**Tarefa obrigatória A**
Segundo o texto sobre a comédia de Ricky Gervais, quantos Emmys o comediante ganhou?

**Texto para leitura**
------------------------------------------------------------------------
Caótica e politicamente incorreta, comédia de Ricky Gervais na Netflix é dose de humor para finalizar o ano com pé direito Divulgação / Netflix

Caótica e politicamente incorreta, comédia de Ricky Gervais na Netflix é dose de humor para finalizar o ano com pé direito

O fim está próximo, e quem toca as trombetas do Apocalipse é Ricky Gervais. Não, na verdade o comediante britânico de 62 anos, ganhador de sete BAFTAs, o prêmio da Academia Britânica de Cinema, três Globos de Ouro, cinco National Comedy Awards e dois Emmys, criador de séries que se tornaram divisores de águas na indústria cultural, casos de “The Office” (2005-2013), idealizada por Greg Daniels e exibida pela NBC;   “Extras” (2005-2006), partilhada por BBC e HBO e “SuperNatureza” (2022), para a Netflix — todas superestimadas em algum grau —, pretende-se o arauto da boa nova, destruindo tudo quanto encontra pela frente, sem poder erigir nada para ser posto no lugar.
------------------------------------------------------------------------
**Tarefa obrigatória B**
Disponha como uma lista JSON de strings, uma por linha e sem as linhas em branco, apenas as linhas das entradas abaixo, desde a que contém "Where can the wooden" até o fim das entradas, com ambas as pontas incluídas.

[Itens armazenados de uma coleção]
------------------------------------------------------------------------
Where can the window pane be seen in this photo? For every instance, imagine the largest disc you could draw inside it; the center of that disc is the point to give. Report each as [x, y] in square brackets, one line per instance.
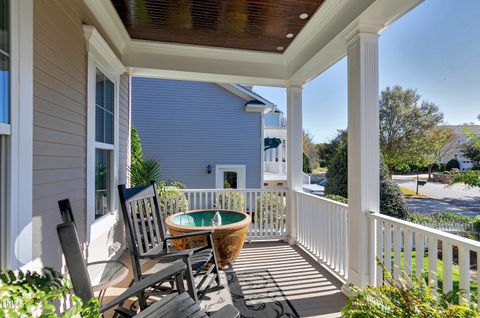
[108, 128]
[104, 100]
[230, 180]
[4, 25]
[108, 96]
[99, 124]
[4, 63]
[102, 182]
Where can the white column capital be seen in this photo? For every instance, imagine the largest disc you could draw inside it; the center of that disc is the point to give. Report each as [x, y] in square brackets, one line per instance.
[295, 88]
[361, 30]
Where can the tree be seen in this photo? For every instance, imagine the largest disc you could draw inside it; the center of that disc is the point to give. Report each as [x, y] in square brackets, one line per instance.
[326, 151]
[307, 165]
[309, 146]
[392, 202]
[136, 152]
[404, 124]
[434, 145]
[471, 149]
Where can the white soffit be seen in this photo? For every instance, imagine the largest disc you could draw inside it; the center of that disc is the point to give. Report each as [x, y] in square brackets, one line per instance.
[319, 45]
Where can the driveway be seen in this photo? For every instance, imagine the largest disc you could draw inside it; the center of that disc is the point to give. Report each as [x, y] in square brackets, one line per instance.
[441, 197]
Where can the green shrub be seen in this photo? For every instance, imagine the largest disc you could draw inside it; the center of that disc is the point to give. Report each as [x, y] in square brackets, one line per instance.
[337, 198]
[438, 218]
[337, 173]
[172, 200]
[270, 206]
[470, 177]
[307, 164]
[392, 202]
[27, 294]
[231, 201]
[407, 297]
[452, 164]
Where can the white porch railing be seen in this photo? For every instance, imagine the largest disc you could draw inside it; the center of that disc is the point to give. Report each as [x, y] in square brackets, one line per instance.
[322, 230]
[407, 243]
[267, 207]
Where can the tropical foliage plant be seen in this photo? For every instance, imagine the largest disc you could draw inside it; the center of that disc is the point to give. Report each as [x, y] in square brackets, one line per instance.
[406, 297]
[32, 294]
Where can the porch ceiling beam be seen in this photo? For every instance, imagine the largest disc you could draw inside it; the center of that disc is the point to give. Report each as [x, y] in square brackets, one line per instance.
[318, 46]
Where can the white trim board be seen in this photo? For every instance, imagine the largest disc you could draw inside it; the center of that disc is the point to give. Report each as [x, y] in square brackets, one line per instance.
[240, 169]
[319, 45]
[102, 57]
[19, 183]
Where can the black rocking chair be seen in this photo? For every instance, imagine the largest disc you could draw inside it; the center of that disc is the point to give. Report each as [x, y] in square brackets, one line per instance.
[178, 305]
[148, 240]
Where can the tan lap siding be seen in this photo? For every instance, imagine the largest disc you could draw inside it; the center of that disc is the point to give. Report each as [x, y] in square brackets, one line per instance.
[60, 120]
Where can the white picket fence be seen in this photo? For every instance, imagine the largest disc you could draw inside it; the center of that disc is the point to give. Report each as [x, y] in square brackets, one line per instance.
[398, 240]
[322, 230]
[267, 207]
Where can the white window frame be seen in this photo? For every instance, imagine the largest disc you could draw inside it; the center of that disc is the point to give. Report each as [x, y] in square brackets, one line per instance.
[240, 169]
[102, 57]
[16, 232]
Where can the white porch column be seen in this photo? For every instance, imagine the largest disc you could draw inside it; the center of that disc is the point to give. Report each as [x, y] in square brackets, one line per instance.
[363, 153]
[294, 156]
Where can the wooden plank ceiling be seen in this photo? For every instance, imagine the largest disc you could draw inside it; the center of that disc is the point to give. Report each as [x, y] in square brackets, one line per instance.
[259, 25]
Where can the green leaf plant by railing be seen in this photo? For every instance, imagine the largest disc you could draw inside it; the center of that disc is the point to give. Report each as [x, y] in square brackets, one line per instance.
[31, 294]
[406, 297]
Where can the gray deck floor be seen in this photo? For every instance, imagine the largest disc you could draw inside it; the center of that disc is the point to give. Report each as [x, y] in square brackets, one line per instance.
[295, 282]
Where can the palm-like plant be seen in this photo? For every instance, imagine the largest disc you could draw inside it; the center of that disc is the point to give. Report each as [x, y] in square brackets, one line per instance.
[143, 171]
[406, 297]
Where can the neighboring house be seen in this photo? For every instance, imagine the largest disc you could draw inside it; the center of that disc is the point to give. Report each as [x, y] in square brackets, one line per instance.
[454, 150]
[204, 135]
[275, 172]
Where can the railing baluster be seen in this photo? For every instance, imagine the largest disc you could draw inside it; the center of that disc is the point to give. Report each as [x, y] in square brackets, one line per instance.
------------------------------------------------------------------------
**Resposta final A**
Ricky Gervais ganhou dois Emmys.

**Resposta final B**
[
  "Where can the wooden plank ceiling be seen in this photo? For every instance, imagine the largest disc you could draw inside it; the center of that disc is the point to give. Report each as [x, y] in square brackets, one line per instance.",
  "[259, 25]",
  "Where can the green leaf plant by railing be seen in this photo? For every instance, imagine the largest disc you could draw inside it; the center of that disc is the point to give. Report each as [x, y] in square brackets, one line per instance.",
  "[31, 294]",
  "[406, 297]",
  "Where can the gray deck floor be seen in this photo? For every instance, imagine the largest disc you could draw inside it; the center of that disc is the point to give. Report each as [x, y] in square brackets, one line per instance.",
  "[295, 282]",
  "Where can the palm-like plant be seen in this photo? For every instance, imagine the largest disc you could draw inside it; the center of that disc is the point to give. Report each as [x, y] in square brackets, one line per instance.",
  "[143, 171]",
  "[406, 297]",
  "Where can the neighboring house be seen in this photo? For every instance, imagine the largest disc you could draw inside it; the center of that disc is the point to give. Report each as [x, y] in square brackets, one line per instance.",
  "[454, 150]",
  "[204, 135]",
  "[275, 172]",
  "Where can the railing baluster be seen in this photo? For every instance, imagine the largest disc you could draw inside it; the center of that disc is the point to give. Report each as [x, y] in square brackets, one line per instance."
]